> _Input_:
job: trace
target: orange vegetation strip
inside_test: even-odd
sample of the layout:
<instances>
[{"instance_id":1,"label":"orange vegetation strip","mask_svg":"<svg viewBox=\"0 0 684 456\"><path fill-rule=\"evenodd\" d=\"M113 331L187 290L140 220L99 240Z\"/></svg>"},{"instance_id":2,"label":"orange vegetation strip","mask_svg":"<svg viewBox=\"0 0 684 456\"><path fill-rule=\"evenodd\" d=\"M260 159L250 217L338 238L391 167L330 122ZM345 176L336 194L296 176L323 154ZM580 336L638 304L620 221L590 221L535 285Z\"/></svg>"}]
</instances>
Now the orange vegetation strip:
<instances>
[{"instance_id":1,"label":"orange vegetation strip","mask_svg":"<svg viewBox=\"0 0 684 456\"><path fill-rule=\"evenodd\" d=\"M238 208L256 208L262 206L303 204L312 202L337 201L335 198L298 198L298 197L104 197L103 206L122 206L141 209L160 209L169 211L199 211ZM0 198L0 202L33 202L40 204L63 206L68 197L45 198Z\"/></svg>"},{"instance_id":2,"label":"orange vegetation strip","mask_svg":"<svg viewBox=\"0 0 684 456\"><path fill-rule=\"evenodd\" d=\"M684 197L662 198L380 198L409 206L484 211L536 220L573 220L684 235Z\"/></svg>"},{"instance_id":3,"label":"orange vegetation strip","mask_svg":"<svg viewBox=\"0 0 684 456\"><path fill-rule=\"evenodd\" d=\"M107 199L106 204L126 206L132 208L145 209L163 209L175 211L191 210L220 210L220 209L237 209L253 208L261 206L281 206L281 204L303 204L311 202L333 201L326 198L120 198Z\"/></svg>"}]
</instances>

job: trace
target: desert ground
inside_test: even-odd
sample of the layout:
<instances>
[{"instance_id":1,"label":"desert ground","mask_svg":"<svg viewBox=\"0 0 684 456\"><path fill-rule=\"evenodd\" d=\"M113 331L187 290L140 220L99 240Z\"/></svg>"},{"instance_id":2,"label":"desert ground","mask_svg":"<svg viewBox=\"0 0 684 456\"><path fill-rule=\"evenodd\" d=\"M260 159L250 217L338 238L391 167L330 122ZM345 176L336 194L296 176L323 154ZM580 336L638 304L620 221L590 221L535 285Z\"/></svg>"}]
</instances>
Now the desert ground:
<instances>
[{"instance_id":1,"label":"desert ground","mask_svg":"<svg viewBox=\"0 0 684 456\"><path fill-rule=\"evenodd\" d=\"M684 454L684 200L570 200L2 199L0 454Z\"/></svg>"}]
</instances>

> _Written request_: Locate each line in the records above that contains the string "target" and copy every such line.

> _The response_:
target: orange vegetation strip
target: desert ground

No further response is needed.